ECLI:NL:RBAMS:2019:5364

Rechtbank Amsterdam

Datum uitspraak
23 juli 2019
Publicatiedatum
23 juli 2019
Zaaknummer
19/3205
Instantie
Rechtbank Amsterdam
Type
Uitspraak
Procedures
  • Beschikking
Rechters
  • R.W.J. Kerckhoffs
  • J.R.J. Gijsen
Vindplaatsen
  • Rechtspraak.nl
AI samenvatting door LexboostAutomatisch gegenereerd

Bezwaarschrift tegen beslissing rechter-commissaris inzake getuigenverzoek in strafzaak

In deze zaak heeft de Rechtbank Amsterdam op 23 juli 2019 uitspraak gedaan in een beschikking op het bezwaarschrift van twee bezwaarden tegen een beslissing van de rechter-commissaris. Het bezwaarschrift, ingediend op 29 mei 2019, richtte zich tegen de weigering van de rechter-commissaris om bepaalde getuigen te horen. De rechter-commissaris had op 16 mei 2019 geoordeeld dat er een evident verdedigingsbelang was om de heer [getuige 1] te horen, maar had de overige getuigenverzoeken afgewezen. De rechtbank moest beoordelen of het bezwaarschrift ontvankelijk was, gezien de eerdere beslissing van de rechter-commissaris.

De raadsvrouw van de bezwaarden betoogde dat het bezwaarschrift ontvankelijk was, omdat de rechter-commissaris inhoudelijk had beslist op het getuigenverzoek. De rechtbank oordeelde echter dat de bezwaarden niet gehoord waren en dat er geen vervolgingshandelingen hadden plaatsgevonden. De rechtbank concludeerde dat het bezwaarschrift niet-ontvankelijk was, omdat niet voldaan was aan de voorwaarden van artikel 182 van het Wetboek van Strafvordering. De rechtbank bevestigde de beslissing van de rechter-commissaris dat er geen mogelijkheid tot bezwaar bestond, omdat het verzoek te vroeg was gedaan.

De rechtbank kwam tot de conclusie dat de bezwaarden niet-ontvankelijk zijn in hun bezwaar en dat tegen deze beslissing geen rechtsmiddel openstaat. De uitspraak benadrukt het belang van de juiste procedurele stappen in het strafrecht en de voorwaarden waaronder getuigenverzoeken kunnen worden ingediend.

Uitspraak

beschikking

RECHTBANK AMSTERDAM

Afdeling Publiekrecht
Teams Strafrecht
Parketnummer: 13/845155-17
RK: 19/3205
Beschikking op het bezwaarschrift ex artikel 182, zesde lid van het Wetboek van Strafvordering (Sv) van:

[bezwaarde 1] ,

Gevestigd te [adres 1] ;
alsmede

[bezwaarde 2]

woonplaats kiezend op het kantooradres van de raadslieden, mr. R.W.J. Kerckhoffs en
mr. J.R.J. Gijsen, Raadhuisstraat 15, 1016 DB te Amsterdam,
bezwaarden.

· · · ·

Opdracht A:
Geef alles vanaf het begin van de gegevens tot en met de regel met "xmin=103 ymin=82 xmax=119 ymax=101" weer als Markdown-tabel met de kolommen Nr en Regel. Laat lege regels weg.
Het fragment en de gegevens vormen afzonderlijk materiaal.

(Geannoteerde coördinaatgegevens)

· · · ·

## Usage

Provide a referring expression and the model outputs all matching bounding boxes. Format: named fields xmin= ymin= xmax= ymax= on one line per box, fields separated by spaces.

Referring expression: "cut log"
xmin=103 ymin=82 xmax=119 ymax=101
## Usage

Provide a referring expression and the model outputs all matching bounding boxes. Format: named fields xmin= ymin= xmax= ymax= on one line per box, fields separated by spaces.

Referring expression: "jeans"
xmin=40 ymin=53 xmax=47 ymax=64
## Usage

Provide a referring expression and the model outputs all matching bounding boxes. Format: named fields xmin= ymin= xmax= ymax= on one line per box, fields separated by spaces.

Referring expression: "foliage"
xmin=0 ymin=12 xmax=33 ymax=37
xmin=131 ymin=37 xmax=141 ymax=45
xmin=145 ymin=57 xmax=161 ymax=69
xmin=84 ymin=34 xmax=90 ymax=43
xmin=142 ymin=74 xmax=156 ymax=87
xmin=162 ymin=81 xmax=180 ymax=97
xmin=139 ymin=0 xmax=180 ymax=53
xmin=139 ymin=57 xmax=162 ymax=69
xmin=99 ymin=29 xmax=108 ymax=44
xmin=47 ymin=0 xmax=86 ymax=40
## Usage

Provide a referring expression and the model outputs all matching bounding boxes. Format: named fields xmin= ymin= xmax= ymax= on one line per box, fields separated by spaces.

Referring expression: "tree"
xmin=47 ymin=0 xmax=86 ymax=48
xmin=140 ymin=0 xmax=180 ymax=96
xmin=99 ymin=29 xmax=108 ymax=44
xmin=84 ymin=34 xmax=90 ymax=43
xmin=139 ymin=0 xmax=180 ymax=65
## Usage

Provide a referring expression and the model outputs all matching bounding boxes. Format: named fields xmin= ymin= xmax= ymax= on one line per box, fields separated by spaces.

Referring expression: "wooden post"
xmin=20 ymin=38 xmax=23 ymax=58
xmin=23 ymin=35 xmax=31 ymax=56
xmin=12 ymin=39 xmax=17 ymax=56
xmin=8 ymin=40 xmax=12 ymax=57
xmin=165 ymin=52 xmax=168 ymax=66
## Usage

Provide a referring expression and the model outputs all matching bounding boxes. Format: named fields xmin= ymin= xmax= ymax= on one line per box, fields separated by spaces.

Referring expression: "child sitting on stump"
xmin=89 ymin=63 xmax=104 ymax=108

· · · ·

Opdracht B:
Op welke datum werd het bezwaarschrift volgens het fragment ingediend?

Antwoord A:
| Nr | Regel |
|---|---|
| 1 | ## Usage |
| 2 | Provide a referring expression and the model outputs all matching bounding boxes. Format: named fields xmin= ymin= xmax= ymax= on one line per box, fields separated by spaces. |
| 3 | Referring expression: "cut log" |
| 4 | xmin=103 ymin=82 xmax=119 ymax=101 |

Antwoord B:
Op 29 mei 2019.